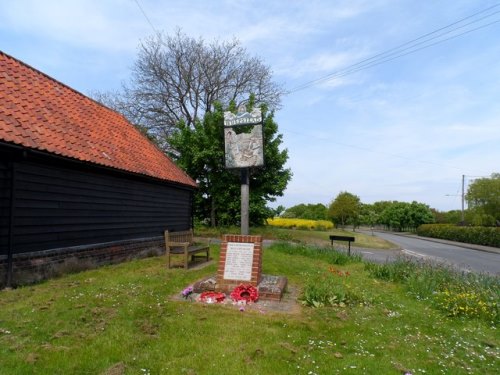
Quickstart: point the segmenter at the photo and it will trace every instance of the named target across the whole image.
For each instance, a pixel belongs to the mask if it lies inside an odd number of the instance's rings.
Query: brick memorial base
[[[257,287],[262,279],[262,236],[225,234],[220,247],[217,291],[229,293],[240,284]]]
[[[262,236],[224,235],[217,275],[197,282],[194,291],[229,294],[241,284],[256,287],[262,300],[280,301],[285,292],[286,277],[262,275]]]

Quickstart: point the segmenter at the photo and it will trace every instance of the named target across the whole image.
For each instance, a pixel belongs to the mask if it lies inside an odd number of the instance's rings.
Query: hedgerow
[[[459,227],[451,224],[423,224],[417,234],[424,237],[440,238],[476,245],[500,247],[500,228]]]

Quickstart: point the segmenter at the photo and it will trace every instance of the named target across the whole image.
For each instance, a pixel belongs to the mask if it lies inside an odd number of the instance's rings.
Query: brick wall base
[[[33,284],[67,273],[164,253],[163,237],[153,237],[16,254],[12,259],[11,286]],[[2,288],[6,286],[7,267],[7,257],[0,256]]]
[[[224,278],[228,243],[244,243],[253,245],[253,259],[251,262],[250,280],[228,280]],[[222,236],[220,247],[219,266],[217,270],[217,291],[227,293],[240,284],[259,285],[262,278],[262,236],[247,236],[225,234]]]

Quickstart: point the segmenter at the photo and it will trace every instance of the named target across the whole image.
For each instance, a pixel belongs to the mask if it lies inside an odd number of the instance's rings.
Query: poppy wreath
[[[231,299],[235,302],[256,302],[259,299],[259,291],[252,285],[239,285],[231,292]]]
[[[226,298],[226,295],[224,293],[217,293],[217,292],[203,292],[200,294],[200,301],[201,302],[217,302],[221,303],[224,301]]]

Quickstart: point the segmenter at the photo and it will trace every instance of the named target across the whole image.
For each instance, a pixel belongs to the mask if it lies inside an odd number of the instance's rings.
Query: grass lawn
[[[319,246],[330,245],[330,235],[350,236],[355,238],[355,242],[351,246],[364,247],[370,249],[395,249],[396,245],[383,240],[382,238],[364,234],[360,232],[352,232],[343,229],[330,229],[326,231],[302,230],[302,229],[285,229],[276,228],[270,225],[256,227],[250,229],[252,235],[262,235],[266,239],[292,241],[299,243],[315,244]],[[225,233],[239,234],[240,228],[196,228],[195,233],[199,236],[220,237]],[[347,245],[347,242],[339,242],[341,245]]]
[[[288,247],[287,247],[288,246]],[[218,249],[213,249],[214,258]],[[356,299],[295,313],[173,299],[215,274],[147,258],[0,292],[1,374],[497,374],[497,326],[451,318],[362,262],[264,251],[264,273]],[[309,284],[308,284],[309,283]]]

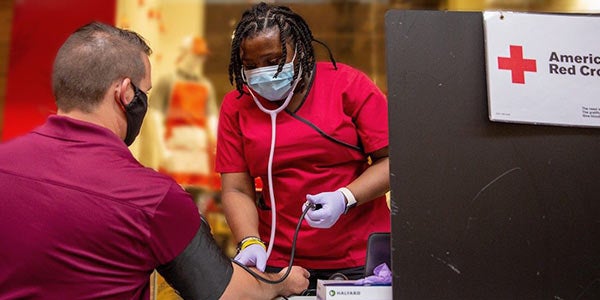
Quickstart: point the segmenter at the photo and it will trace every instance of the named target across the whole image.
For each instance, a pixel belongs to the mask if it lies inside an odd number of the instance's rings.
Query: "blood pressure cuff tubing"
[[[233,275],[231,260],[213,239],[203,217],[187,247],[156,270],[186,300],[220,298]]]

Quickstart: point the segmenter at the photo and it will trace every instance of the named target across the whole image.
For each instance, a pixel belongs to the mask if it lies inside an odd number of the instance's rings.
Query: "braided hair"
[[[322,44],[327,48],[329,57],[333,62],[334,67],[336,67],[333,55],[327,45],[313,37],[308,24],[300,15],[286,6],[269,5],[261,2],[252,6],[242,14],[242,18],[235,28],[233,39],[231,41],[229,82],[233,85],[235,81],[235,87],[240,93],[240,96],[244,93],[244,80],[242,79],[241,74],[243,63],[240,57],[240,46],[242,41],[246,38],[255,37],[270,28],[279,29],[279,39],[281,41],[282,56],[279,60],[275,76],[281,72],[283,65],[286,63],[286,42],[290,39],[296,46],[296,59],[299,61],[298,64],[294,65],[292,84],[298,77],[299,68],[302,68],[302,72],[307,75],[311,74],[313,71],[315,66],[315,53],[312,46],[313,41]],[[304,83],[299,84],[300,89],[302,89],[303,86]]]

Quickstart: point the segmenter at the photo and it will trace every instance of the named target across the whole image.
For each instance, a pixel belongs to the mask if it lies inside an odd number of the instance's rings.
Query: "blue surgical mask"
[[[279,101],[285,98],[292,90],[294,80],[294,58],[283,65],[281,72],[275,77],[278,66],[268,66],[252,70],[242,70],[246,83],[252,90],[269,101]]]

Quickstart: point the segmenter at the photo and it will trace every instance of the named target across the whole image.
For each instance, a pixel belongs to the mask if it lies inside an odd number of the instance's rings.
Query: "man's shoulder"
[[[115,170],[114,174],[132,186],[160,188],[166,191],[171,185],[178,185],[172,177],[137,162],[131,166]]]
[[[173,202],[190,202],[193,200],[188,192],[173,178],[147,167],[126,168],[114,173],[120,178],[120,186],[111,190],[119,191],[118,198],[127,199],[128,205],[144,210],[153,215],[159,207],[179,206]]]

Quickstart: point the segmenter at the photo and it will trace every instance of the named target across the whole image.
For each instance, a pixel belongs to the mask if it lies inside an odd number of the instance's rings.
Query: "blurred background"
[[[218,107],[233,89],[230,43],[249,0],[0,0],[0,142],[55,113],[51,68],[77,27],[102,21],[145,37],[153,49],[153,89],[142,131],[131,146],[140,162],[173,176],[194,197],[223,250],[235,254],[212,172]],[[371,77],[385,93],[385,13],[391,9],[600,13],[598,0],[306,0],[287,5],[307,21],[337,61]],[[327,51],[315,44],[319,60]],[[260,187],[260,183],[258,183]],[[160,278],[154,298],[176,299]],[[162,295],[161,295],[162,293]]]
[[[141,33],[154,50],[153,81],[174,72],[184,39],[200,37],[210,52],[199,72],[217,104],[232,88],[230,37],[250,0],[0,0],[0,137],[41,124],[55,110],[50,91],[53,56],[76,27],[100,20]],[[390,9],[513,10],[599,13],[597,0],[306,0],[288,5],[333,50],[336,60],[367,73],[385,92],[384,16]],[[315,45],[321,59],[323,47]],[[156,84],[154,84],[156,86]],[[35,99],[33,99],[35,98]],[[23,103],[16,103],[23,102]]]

*-*-*

▶ ACTION ITEM
Retype the entire listing exactly as it appears, dropping only the pictures.

▶ SOLUTION TO THIS PROBLEM
Quickstart: point the segmenter at the photo and it will trace every instance of the named target across the whole image.
For each instance, a pixel belongs to the mask if it lies inside an odd number of the instance's rings.
Query: brick memorial base
[[[257,287],[262,279],[262,236],[225,234],[220,247],[217,291],[229,293],[240,284]]]
[[[262,236],[224,235],[217,275],[197,282],[194,291],[229,294],[241,284],[256,287],[262,300],[280,301],[285,292],[286,277],[262,275]]]

Quickstart: point the segmenter at the photo and it will trace every instance of the named target across the whole image.
For each instance, a pixel belongs to the mask if it lies inside an odd number of the instance's rings.
Query: hedgerow
[[[459,227],[451,224],[423,224],[417,234],[424,237],[440,238],[476,245],[500,247],[500,228]]]

Quickstart: point the segmenter at the photo and it will trace every instance of the named target across the whole image.
For each instance, a pixel belongs to the mask if it lies inside an odd number of the instance's rings.
Query: brick wall base
[[[33,284],[67,273],[164,253],[163,237],[153,237],[16,254],[12,259],[11,286]],[[2,288],[6,286],[7,267],[7,257],[0,256]]]
[[[224,278],[228,243],[244,243],[253,245],[253,259],[251,262],[250,280],[228,280]],[[222,236],[220,247],[219,266],[217,270],[217,291],[227,293],[240,284],[259,285],[262,278],[262,236],[247,236],[225,234]]]

Quickstart: point the segmenter at the photo and it will trace every instance of the named target across the whole image.
For each instance, a pixel belongs to the mask if it lies inside an odd number of the instance's rings.
Query: poppy wreath
[[[231,299],[235,302],[256,302],[259,299],[259,291],[252,285],[239,285],[231,292]]]
[[[226,298],[226,295],[224,293],[217,293],[217,292],[203,292],[200,294],[200,301],[201,302],[217,302],[221,303],[224,301]]]

Quickstart: point the segmenter at the photo and it will trace every instance of the named target across the whole image.
For each instance, a pixel belongs to the mask if it lies inside an odd number of the instance's rings.
Query: grass lawn
[[[319,246],[330,245],[330,235],[350,236],[355,238],[355,242],[351,246],[364,247],[370,249],[395,249],[396,245],[383,240],[382,238],[364,234],[360,232],[352,232],[343,229],[330,229],[326,231],[302,230],[302,229],[285,229],[276,228],[270,225],[256,227],[250,229],[252,235],[262,235],[266,239],[292,241],[299,243],[315,244]],[[225,233],[239,234],[240,228],[196,228],[195,233],[199,236],[220,237]],[[347,245],[347,242],[339,242],[341,245]]]
[[[288,247],[287,247],[288,246]],[[218,249],[213,249],[214,258]],[[356,299],[295,313],[173,299],[215,274],[147,258],[0,292],[1,374],[497,374],[497,326],[451,318],[362,262],[264,251],[264,273]],[[309,284],[308,284],[309,283]]]

Quickstart: point the segmenter at the photo and it will trace every instance of the named target across the whole image.
For each instance, a pixel belongs to the mask if it lies inside an odd number of the instance's rings.
Query: "blood pressure cuff tubing"
[[[233,275],[231,260],[213,239],[203,217],[187,247],[156,270],[186,300],[220,298]]]

Quickstart: point the segmenter at the photo and it will trace every instance of the named target across the whole image.
For each instance, a pixel belongs to the mask if it lies inside an odd number of the instance's rings.
Query: "braided hair"
[[[322,44],[327,48],[329,57],[333,62],[334,67],[336,67],[333,55],[327,45],[313,37],[308,24],[300,15],[286,6],[269,5],[261,2],[252,6],[242,14],[242,18],[235,28],[233,39],[231,41],[229,82],[233,85],[235,81],[235,87],[240,93],[240,96],[244,93],[244,80],[242,79],[241,74],[243,63],[240,57],[240,46],[242,41],[246,38],[255,37],[270,28],[279,29],[279,39],[281,41],[282,56],[279,60],[275,76],[281,72],[283,65],[286,63],[286,42],[290,39],[296,46],[296,59],[299,61],[298,64],[294,65],[292,84],[298,77],[299,68],[302,68],[302,72],[307,75],[311,74],[313,71],[315,66],[315,53],[312,46],[313,41]],[[304,83],[299,84],[300,89],[302,89],[303,86]]]

Quickstart: point the segmenter at the photo and it will trace every instance of the named target across the whole image.
For each instance, a pixel belongs to the mask if it lies inside an odd number of the instance's rings.
Query: "blue surgical mask"
[[[279,101],[285,98],[292,90],[294,80],[294,58],[283,65],[281,72],[275,77],[278,66],[268,66],[252,70],[242,70],[246,83],[252,90],[269,101]]]

Quickstart: point the segmenter at the photo and it will trace every instance of the named target across the whole image.
For each instance, a pixel belongs to the mask if it lies inside an odd number of the instance's rings.
Query: "man's shoulder"
[[[115,170],[114,174],[132,186],[160,188],[166,191],[171,185],[178,185],[172,177],[137,162],[131,166]]]
[[[173,202],[190,202],[193,200],[188,192],[173,178],[147,167],[126,168],[114,173],[120,178],[120,186],[111,190],[119,191],[118,198],[127,199],[128,205],[144,210],[153,215],[159,207],[179,206]]]

Quickstart: point the segmenter at the photo and it will trace every instance of the named target across the whole image.
For each instance, a pixel belongs to the mask if it lies inside an odd number of the instance's rings.
Query: "blurred background"
[[[218,107],[233,89],[230,43],[249,0],[0,0],[0,142],[55,113],[51,68],[77,27],[102,21],[145,37],[153,49],[153,89],[142,131],[131,146],[140,162],[173,176],[194,197],[223,250],[235,254],[212,172]],[[371,77],[385,93],[385,13],[391,9],[600,13],[598,0],[306,0],[287,5],[307,21],[337,61]],[[327,51],[315,44],[319,60]],[[260,187],[260,183],[258,183]],[[160,278],[154,298],[176,299]],[[162,295],[161,295],[162,293]]]
[[[141,33],[154,50],[153,81],[174,72],[184,39],[200,37],[210,52],[199,72],[217,104],[232,88],[230,37],[250,0],[0,0],[0,137],[41,124],[55,110],[50,91],[53,56],[76,27],[100,20]],[[390,9],[513,10],[599,13],[597,0],[306,0],[288,5],[333,50],[336,60],[367,73],[385,92],[384,16]],[[315,45],[321,59],[323,47]],[[156,84],[154,84],[156,86]],[[35,99],[33,99],[35,98]],[[23,103],[16,103],[23,102]]]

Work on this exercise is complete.